> **Tarefa breve 1**
No texto para leitura, o professor PB compara os gastos com quais eventos?
> **Tarefa breve 2**
Edite o trecho do texto para leitura entre "Realmente precisamos desenvolver" e "vida (GRUPPI, 1978).", inclusive, trocando "alunos" por "estudantes".

> **Texto para leitura**
Realmente precisamos desenvolver uma consciência crítica em nossos alunos para que
estes possam determinar os traços específicos de sua condição histórica, tornando-se
protagonistas de reivindicações na luta por melhores condições de vida (GRUPPI, 1978).
Assim, mesmo talvez sendo uma colocação superficial e reproduzida, o que o aluno colocou
pode ser problematizado, aprofundado e gerar discussões que realmente levem a efetivação de
uma visão total do real.
Essa visão da totalidade faz com que o aluno tenha a possibilidade de elaborar
diferentes concepções de mundo. Essas concepções estão estritamente vinculadas ao seu
contexto social, a consciência do homem, que é resultado de suas relações sociais (GRUPPI,
1978). Desta forma, compreendemos a escola e o esporte como algo imerso nas relações
sociais e capazes de traçar e difundir concepções de mundo.
Estando o esporte e no caso específico o futebol atrelado a ideologias, o professor PB
durante a apresentação do conteúdo na aula faz uma comparação entre os gastos com a Copa
do Mundo FIFA da África em 2010 e a Copa do Mundo FIFA do Brasil em 2014. Diante do
exposto, na aula destacamos a fala de um aluno (T2B) que diz: “Por que lá foi gasto menos
professor? Lá tem menos ladrão?”.

> **Itens extraídos**
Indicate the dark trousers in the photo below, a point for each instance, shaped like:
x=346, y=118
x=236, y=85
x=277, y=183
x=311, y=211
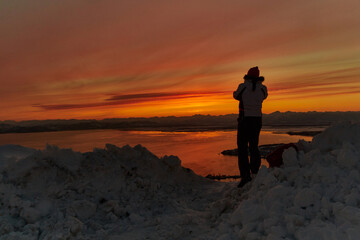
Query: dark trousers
x=248, y=139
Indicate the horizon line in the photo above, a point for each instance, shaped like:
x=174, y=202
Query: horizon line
x=100, y=119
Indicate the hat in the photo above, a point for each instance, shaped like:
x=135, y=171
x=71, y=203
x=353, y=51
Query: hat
x=254, y=74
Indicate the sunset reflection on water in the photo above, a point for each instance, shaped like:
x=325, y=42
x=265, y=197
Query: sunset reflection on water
x=199, y=151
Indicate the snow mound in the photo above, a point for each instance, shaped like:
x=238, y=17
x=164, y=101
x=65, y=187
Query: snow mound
x=129, y=193
x=315, y=195
x=60, y=194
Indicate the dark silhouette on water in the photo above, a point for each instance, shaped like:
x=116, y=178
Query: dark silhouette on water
x=250, y=94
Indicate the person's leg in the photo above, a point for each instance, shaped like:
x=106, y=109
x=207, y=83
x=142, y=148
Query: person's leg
x=242, y=142
x=255, y=157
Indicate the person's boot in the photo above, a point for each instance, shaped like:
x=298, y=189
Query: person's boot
x=244, y=181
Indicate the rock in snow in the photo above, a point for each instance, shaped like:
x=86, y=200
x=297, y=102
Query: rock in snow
x=129, y=193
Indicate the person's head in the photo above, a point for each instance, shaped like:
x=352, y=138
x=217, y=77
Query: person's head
x=254, y=75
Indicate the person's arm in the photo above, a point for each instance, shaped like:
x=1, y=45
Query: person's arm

> **Resultado esperado 1**
Com a Copa do Mundo FIFA da África em 2010 e a Copa do Mundo FIFA do Brasil em 2014.

> **Resultado esperado 2**
Realmente precisamos desenvolver uma consciência crítica em nossos estudantes para que
estes possam determinar os traços específicos de sua condição histórica, tornando-se
protagonistas de reivindicações na luta por melhores condições de vida (GRUPPI, 1978).